- SET OF TASKS:
(a) According to the SRLF page, practitioners at which SRLF level are the principal champions?
(b) Summarize the SRLF page in two sentences.

- PAGE:
Four criteria will increase effectiveness of SRLF deployment. First, champions at each SRLF level are required; these operators are the glue that binds the ARM process together, without which it is more likely to fail. Principal champions are those practitioners operating at SRLF Level-2 because their mandates coincide with both SRLF Level-1 and Level-3 practitioner mandates. These practitioners coordinate information flows, vertically across SRLF levels for learning to result throughout SRLF. Second, applying the SRLF is not organization specific, but a collaborative venture comprising all stakeholders, and these stakeholders cover all the themes under SRLF (within one social-ecological and economic system). Here, adaptive network systems are built across all organizational sectors, and these ideally become “communities of practice” (sensu Wenger 1998) that then oversee SRLF deployment. Third, achieving adaptable governance regimes across SRLF levels is expedient, particularly the establishment of polycentric and decentralized governance arrangements. With this, decision-making powers are devolved to the lower SRLF levels, thus SRLF Level-3 practitioners (and at Level-2) exhibit the freedom to oversee and implement their ARM mandates as necessary. Fourth, it is astute to include a research component as part of the objectives strategically developed within SRLF (all levels, for each theme). Research objectives define research priorities associated with implementation of the SAM cycle, broken down into applied and basic research subobjectives. Applied research may be concerned with developing new TPCs at SRLF Level-3 (as these are required). New TPCs are developed using new knowledge emanating from basic research, which has the primary role of soliciting and overseeing research to enhance understanding about systems in ARM.

Overall, the heuristic SRLF serves as an exploratory map for integrative learning in the practice of ARM. This is beneficial because subsequent modifications to the SRLF will provide a measure of progress in integrative thinking (Pickett et al. 1999) associated with this learning.

- INFORMATION GIVEN:
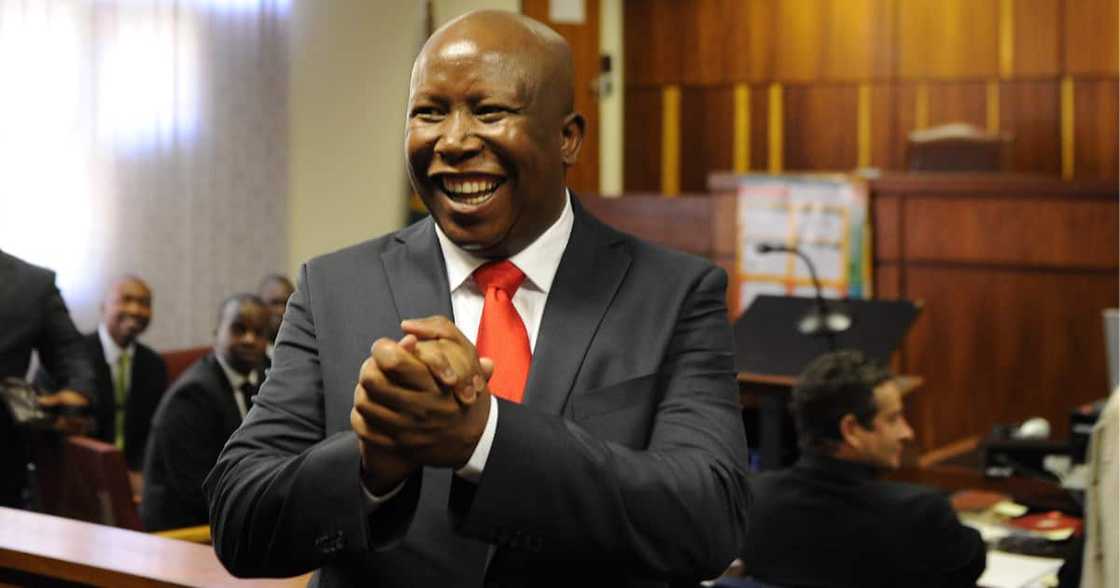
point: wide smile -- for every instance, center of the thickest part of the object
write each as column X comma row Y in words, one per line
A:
column 469, row 189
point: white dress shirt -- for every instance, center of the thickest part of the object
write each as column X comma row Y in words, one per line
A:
column 113, row 352
column 238, row 380
column 539, row 261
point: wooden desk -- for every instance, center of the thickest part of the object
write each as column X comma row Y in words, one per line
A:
column 56, row 548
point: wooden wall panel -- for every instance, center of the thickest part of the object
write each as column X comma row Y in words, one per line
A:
column 706, row 134
column 706, row 27
column 948, row 38
column 642, row 168
column 1091, row 36
column 1000, row 346
column 759, row 128
column 1095, row 129
column 1029, row 111
column 750, row 42
column 653, row 37
column 1006, row 231
column 959, row 102
column 859, row 42
column 820, row 128
column 799, row 43
column 1037, row 44
column 885, row 152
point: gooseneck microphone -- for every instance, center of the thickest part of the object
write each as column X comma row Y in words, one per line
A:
column 821, row 319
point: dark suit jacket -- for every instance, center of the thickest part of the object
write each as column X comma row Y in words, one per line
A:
column 624, row 463
column 147, row 385
column 33, row 316
column 830, row 523
column 193, row 421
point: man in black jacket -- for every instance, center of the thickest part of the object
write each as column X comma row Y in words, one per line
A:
column 199, row 412
column 34, row 317
column 828, row 521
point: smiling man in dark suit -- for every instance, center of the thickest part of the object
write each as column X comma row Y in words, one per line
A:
column 199, row 412
column 34, row 317
column 595, row 436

- THE ANSWERS:
(a) Those operating at SRLF Level-2.

(b) Four criteria make SRLF deployment more effective: champions at each level (with Level-2 practitioners as principal champions), a collaborative venture of all stakeholders, adaptable polycentric and decentralized governance, and a research component with applied and basic subobjectives. Overall, the heuristic SRLF serves as an exploratory map for integrative learning in ARM practice, and later modifications to it will measure progress in integrative thinking.